# [Opdracht]
Geef alsjeblieft de regels uit de lijst als genummerde opsomming zonder lege regels, beginnend bij de regel met "woman's blonde hair in the image above." en eindigend bij de regel met "200;308;439;417", beide regels inbegrepen.

══════

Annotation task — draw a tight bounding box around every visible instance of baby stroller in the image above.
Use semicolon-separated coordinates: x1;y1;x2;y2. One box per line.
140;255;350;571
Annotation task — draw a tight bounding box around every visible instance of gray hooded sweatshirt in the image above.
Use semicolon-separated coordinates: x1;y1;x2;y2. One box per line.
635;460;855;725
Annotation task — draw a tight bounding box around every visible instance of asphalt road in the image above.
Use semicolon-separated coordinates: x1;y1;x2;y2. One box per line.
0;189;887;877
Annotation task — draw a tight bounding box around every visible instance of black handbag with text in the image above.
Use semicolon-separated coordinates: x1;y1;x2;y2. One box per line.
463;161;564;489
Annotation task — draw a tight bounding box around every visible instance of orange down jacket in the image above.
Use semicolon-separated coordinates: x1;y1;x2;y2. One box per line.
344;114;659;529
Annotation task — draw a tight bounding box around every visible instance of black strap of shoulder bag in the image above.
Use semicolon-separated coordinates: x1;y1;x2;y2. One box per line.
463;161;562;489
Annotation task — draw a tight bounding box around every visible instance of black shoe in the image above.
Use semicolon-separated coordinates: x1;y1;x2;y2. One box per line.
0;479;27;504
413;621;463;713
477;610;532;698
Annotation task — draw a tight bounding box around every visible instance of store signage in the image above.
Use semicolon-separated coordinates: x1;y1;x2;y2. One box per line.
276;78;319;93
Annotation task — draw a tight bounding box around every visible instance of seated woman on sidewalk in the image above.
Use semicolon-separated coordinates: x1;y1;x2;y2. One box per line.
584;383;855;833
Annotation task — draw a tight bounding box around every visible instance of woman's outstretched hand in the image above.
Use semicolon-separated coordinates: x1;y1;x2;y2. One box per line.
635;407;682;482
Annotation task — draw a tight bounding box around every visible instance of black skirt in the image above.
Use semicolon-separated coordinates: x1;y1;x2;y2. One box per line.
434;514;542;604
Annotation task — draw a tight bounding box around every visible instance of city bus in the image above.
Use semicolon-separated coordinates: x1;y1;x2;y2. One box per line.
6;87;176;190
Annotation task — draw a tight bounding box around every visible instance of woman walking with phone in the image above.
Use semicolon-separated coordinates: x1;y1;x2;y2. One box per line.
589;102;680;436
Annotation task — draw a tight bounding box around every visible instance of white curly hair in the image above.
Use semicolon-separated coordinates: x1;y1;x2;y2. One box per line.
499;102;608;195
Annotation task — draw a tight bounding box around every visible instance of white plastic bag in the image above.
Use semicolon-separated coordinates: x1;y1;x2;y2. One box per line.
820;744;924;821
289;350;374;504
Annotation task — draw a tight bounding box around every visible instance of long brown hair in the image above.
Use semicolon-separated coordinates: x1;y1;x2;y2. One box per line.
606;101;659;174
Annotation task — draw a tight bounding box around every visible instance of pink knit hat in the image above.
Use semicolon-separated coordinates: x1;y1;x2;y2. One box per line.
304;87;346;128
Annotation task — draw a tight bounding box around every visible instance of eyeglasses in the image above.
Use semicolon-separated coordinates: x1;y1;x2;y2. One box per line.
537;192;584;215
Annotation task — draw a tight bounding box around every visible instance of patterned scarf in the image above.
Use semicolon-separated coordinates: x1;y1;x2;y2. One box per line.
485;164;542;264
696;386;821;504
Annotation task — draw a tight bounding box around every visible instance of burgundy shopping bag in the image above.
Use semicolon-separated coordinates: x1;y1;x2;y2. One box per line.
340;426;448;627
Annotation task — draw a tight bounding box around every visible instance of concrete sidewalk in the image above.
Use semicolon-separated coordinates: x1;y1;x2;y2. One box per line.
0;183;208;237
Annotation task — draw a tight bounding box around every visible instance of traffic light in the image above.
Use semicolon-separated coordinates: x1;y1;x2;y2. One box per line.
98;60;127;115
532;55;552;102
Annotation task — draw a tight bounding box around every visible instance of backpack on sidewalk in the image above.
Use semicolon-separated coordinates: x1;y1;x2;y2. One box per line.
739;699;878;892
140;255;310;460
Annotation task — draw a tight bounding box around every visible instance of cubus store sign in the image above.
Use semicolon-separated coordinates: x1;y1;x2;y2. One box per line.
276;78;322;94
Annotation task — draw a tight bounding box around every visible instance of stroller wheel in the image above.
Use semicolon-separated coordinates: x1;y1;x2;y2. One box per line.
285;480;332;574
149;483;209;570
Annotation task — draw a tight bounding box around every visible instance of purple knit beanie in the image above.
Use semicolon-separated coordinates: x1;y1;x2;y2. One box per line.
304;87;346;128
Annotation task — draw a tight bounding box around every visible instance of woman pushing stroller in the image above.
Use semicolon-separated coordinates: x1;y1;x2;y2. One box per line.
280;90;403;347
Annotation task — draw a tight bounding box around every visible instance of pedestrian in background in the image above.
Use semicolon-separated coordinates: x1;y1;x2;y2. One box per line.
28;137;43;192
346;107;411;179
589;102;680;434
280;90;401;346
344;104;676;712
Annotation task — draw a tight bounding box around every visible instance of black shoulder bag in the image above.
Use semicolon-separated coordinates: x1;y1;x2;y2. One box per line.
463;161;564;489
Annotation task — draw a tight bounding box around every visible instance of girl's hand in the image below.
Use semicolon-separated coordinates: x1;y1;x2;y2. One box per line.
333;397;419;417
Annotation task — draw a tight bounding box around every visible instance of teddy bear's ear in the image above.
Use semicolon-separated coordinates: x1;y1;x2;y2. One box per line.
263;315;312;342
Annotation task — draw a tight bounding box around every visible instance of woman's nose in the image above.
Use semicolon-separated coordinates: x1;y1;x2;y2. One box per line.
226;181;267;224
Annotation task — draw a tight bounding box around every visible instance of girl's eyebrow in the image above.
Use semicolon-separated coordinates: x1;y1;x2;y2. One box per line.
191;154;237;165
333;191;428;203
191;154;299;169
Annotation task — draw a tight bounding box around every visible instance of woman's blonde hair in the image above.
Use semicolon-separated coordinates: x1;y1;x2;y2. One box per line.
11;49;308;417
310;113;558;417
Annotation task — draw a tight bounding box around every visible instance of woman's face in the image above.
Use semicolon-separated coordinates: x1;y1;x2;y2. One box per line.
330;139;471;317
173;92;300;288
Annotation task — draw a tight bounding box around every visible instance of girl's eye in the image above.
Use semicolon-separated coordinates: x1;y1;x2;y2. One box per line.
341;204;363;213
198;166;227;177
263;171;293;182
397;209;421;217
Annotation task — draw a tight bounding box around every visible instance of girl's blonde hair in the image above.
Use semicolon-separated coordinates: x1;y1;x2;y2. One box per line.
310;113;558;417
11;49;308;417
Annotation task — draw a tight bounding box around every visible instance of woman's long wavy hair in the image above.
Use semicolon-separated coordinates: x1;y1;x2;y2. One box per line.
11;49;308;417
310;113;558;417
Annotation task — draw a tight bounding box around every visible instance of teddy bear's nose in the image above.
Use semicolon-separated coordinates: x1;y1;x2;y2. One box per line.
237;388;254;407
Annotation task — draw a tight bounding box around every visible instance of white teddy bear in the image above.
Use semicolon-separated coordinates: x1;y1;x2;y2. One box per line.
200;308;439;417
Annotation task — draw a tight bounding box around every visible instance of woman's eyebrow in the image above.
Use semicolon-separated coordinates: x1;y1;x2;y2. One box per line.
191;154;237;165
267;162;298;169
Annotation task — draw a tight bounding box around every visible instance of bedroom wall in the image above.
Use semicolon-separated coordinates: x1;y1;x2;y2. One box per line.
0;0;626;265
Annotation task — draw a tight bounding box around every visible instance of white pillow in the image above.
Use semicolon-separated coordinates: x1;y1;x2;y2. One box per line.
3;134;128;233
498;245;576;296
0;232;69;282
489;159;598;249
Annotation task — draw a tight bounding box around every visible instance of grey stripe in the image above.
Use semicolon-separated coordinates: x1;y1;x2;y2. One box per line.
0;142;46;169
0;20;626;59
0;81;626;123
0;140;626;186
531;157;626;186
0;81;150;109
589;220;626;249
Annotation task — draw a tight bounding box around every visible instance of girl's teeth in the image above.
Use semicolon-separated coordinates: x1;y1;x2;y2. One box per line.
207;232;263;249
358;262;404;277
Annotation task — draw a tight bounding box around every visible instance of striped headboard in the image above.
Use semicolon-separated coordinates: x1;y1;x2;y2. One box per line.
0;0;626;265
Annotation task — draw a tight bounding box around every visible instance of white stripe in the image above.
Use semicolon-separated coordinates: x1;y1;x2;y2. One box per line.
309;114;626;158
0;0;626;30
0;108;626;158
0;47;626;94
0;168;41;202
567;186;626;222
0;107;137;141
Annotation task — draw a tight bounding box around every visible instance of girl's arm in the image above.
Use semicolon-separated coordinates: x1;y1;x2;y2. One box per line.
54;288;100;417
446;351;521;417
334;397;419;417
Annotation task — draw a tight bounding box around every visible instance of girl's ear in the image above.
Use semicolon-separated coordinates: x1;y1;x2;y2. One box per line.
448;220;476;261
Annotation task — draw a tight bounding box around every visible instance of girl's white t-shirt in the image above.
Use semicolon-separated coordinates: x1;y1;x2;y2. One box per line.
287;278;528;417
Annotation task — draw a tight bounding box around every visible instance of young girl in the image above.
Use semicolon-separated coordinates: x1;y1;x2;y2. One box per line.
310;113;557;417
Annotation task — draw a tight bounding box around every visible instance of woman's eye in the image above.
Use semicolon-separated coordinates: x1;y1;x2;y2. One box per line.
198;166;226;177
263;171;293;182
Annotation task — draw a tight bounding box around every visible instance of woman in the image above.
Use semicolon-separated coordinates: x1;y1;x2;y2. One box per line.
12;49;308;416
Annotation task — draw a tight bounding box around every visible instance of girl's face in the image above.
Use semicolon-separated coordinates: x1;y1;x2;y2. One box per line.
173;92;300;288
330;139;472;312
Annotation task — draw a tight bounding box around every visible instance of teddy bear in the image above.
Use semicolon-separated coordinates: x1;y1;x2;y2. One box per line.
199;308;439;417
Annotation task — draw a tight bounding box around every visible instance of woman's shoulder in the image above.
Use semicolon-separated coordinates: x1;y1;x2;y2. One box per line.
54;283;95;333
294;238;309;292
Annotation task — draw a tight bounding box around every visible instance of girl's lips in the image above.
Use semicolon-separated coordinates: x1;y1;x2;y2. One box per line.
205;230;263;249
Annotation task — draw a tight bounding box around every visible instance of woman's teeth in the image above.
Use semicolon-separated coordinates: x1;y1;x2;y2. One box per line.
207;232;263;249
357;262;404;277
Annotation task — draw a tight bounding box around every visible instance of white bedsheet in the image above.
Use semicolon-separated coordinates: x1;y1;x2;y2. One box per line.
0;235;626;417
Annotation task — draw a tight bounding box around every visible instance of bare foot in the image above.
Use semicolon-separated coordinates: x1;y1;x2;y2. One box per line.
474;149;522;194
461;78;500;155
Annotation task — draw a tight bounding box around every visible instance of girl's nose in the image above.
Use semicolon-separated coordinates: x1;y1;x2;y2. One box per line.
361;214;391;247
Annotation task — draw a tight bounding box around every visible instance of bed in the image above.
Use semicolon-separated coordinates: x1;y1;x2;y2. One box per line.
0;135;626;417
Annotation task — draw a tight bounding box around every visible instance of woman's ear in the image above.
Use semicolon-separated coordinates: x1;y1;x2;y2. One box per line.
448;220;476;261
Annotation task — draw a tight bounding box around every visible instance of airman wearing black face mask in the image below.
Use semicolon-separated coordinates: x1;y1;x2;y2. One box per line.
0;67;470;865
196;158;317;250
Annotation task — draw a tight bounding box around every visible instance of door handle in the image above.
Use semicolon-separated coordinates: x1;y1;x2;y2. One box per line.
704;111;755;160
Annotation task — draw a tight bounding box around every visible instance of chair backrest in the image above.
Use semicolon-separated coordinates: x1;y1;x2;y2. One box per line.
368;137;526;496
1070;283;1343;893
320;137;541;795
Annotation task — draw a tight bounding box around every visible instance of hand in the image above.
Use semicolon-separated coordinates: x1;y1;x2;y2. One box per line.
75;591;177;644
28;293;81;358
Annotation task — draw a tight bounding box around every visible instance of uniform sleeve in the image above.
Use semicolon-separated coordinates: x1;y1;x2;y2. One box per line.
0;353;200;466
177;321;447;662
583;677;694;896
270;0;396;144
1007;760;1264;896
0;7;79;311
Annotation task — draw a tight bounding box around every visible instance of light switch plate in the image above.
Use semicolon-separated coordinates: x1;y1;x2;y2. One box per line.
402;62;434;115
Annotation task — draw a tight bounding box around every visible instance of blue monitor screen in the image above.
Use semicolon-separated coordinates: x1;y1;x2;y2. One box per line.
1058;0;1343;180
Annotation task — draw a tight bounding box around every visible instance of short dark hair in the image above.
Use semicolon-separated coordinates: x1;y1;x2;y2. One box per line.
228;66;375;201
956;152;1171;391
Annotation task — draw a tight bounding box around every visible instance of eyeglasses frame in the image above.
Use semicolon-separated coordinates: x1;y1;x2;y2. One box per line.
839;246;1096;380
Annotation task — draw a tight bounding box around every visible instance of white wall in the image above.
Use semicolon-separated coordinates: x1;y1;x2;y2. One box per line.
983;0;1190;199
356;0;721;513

══════

# [Juiste uitkomst]
1. Annotation task — draw a tight bounding box around every visible instance of woman's blonde hair in the image above.
2. Use semicolon-separated coordinates: x1;y1;x2;y2. One box per line.
3. 11;49;308;417
4. 310;113;558;417
5. Annotation task — draw a tight bounding box around every visible instance of woman's face in the image above.
6. Use semicolon-separated coordinates: x1;y1;x2;y2. One box per line.
7. 330;139;471;317
8. 173;92;300;288
9. Annotation task — draw a tight bounding box around every visible instance of girl's eye in the image above.
10. Use semicolon-separated coordinates: x1;y1;x2;y2. One box per line.
11. 341;204;363;213
12. 198;166;227;177
13. 263;171;293;182
14. 397;209;421;217
15. Annotation task — draw a tight bounding box around every visible instance of girl's blonde hair in the image above.
16. Use semicolon-separated coordinates: x1;y1;x2;y2. One box per line.
17. 310;113;558;417
18. 11;49;308;417
19. Annotation task — draw a tight bounding box around every visible instance of woman's long wavy hair in the image above.
20. Use semicolon-separated coordinates: x1;y1;x2;y2. One box per line.
21. 11;49;308;417
22. 310;113;558;417
23. Annotation task — draw a tight bounding box around every visible instance of teddy bear's nose in the image above.
24. Use semicolon-separated coordinates: x1;y1;x2;y2. One box per line.
25. 237;388;254;407
26. Annotation task — draw a tight bounding box around every visible instance of white teddy bear in the image above.
27. Use semicolon-separated coordinates: x1;y1;x2;y2. One box per line.
28. 200;308;439;417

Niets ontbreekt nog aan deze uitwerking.